### TASK GOAL
Please restate the data below word for word, omitting all images.

### DATA FOR ANALYSIS
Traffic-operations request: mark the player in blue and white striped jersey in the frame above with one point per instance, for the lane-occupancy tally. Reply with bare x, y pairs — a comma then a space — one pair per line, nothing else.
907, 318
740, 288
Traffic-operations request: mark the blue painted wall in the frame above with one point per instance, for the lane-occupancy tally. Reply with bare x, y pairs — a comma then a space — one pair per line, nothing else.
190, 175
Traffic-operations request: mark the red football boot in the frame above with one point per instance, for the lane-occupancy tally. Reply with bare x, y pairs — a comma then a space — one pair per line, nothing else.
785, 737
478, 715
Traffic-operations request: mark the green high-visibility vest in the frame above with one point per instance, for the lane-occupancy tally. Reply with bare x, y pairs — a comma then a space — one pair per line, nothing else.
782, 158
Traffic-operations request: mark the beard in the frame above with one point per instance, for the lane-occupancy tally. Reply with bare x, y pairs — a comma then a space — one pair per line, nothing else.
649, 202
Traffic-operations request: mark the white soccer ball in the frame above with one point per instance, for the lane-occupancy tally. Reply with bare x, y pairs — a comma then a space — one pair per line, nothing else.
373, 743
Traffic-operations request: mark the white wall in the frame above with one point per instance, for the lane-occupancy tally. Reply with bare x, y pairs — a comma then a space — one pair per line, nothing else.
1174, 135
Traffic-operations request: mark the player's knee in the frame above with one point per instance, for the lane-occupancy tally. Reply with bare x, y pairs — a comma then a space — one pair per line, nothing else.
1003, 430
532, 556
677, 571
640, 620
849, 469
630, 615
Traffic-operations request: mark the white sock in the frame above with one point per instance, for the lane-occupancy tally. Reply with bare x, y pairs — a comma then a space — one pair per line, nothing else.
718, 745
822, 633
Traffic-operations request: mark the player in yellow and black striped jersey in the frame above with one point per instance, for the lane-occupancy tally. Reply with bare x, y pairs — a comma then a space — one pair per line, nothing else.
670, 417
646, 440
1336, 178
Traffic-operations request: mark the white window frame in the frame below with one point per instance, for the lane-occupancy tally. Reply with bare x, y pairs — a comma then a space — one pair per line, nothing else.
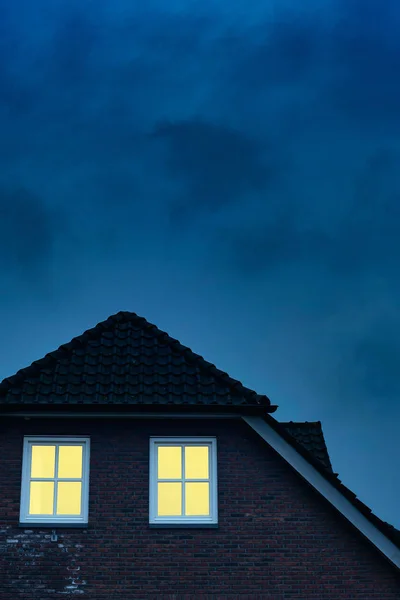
183, 520
30, 441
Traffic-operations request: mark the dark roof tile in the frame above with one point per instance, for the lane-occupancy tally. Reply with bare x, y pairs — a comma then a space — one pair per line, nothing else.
310, 436
126, 360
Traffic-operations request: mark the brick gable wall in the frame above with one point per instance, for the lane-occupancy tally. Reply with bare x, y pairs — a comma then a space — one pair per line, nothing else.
277, 539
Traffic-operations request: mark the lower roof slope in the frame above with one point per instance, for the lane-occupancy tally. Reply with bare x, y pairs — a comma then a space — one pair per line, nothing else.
126, 361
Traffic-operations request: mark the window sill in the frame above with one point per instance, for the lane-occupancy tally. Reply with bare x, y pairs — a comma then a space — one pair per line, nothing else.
54, 525
183, 525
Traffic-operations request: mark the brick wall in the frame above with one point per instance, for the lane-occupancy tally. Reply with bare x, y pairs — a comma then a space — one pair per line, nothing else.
277, 539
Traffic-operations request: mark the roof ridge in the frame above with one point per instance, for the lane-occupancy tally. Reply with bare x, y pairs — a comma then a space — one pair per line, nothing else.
128, 316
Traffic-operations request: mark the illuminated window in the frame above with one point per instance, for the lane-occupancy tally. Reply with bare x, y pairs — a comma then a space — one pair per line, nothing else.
183, 481
55, 482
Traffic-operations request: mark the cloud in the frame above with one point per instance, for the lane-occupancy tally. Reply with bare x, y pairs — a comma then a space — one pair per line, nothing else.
217, 164
28, 231
366, 55
354, 240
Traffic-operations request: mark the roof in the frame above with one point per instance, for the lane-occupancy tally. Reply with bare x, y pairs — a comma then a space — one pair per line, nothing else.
126, 361
310, 436
308, 439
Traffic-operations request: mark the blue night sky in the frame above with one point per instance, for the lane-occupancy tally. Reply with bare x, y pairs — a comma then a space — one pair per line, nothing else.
229, 171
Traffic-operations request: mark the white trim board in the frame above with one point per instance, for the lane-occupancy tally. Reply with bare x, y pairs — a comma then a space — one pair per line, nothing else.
325, 488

### SOLUTION
Traffic-operations request: mark the player in blue and white striped jersey in the frame above with one point per instance, for the lane-occupancy tally. Reply with bare x, y pairs — a comma then a space — one pair per line, nothing else.
907, 318
740, 288
Traffic-operations request: mark the blue painted wall in the frame above with one point per instance, for the lane-occupancy tally. Reply with bare x, y pairs — a comma then a space — one pair per line, nothing else.
190, 175
Traffic-operations request: mark the red football boot in the frame above with one point per instance, for the lane-occupancy tally. Reply with bare x, y pairs — a comma then a space — one pair per line, nothing else.
785, 737
478, 715
Traffic-operations request: mark the green high-visibility vest in the frame above with one point per instance, for the lane-occupancy tally. Reply with bare x, y pairs — a comma then a space — one pair per line, nothing else.
782, 158
Traffic-operations request: mark the beard in the frame above with one point per instance, for the lane-occupancy tally. Reply with bare x, y pairs — a comma then a space — one pair per line, nothing else.
649, 202
Traffic-operations request: mark the white soccer ball in the frame above with one point per instance, for the lane-occupancy tally. Reply with bare x, y pairs — a comma then a space — one pair per line, nothing else.
373, 743
Traffic-operations request: mark the white wall in the frame above with one point per instance, for the lane-occupancy tally. Reply with bare x, y pairs — a comma then a space — one pair per line, nothing else.
1174, 135
Traffic-operations request: mark the player's knee in the frame above with one point per instance, for the lane-occupancy tally. Reply with bare x, y pairs — a comma then a space — one pair per line, nothing else.
1003, 430
532, 556
677, 571
640, 620
849, 469
630, 615
Traffic-operations request: mark the white sock in the frame above with one point per instance, for the lane-occupancy tally. Reply with bare x, y pairs — a comma then a space — one pair per line, nothing else.
718, 745
822, 633
Traffic-operations request: mark the player in yellow and black striped jersey in the frame above with one point per instance, for the lane-occupancy tally. Reply with bare x, y pairs — a comma then a space — one pair per line, nothing else.
670, 417
646, 440
1336, 178
Traffic-operations request: mark the white window frame in the frame below with one point per instance, for the lane-occupancy tally. Reply with bare x, y pairs — a comma then a space — one pair per line, nothing else.
183, 520
30, 441
Traffic-operations request: mark the dark roof tile in the frame above with one point per instance, for the lane-occupancy tally. Reply with bare x, y pairs — a comma then a space — one pair per line, nothing else.
310, 436
126, 360
Traffic-operations request: mark the brick gable wall in the frame above with one point per instance, for the lane-occupancy tally. Reply with bare x, y pairs — a comma then a space — one pair per line, nothing else.
277, 539
Traffic-operations request: mark the lower roof slope in the frame above with one point per instance, for the lane-occupancy tally. Reply with bare x, y pairs — a comma then a space — one pair per line, nothing else.
126, 361
Traffic-operations request: mark the window sill in the frame above with one point per instance, for the lane-occupancy tally. Reply with bare x, y pairs — a comma then a space — one pair per line, nothing else.
54, 525
183, 525
Traffic-operations request: mark the brick wall in the frame above with one point per instance, for the lane-occupancy tally. Reply with bare x, y pairs — a comma then a space — one pair per line, nothing else.
277, 539
Traffic-operations request: mark the roof ridge in the frame above with one point per instance, for the lane-occupancy tally. Reply with bare x, y pairs — a comma then a space — one pair per line, nothing else.
128, 316
Traffic-operations request: mark the illuminated window in the frame above with one point per instance, for the lane-occupancy tally. Reply with bare x, y pairs — a comma then a space — one pair per line, nothing else.
183, 481
55, 482
Traffic-operations request: mark the cloud in the frame above with one point per instance, for the lane-occupancy tally. Reply with bare x, y pairs — a comma then a space — one pair per line, nothing else.
217, 164
28, 231
366, 55
354, 240
Traffic-operations request: mark the roof in the frame above with one point per instance, for the lane-occupancy tally. Reply with bare x, y pairs — a comma then a space — one pair per line, nothing else.
126, 361
310, 436
308, 439
Traffic-operations request: mark the blue night sky in the frame above with one point per instance, for the lane-occupancy tally. Reply with bare x, y pairs — a comma then a space — one pair per line, nothing else.
229, 171
Traffic-operations request: mark the white trim board in the frame above with one point per instance, for the lane-occupancy tally. Reply with bare x, y pairs — a comma then a space — one pair per line, nothing else.
325, 488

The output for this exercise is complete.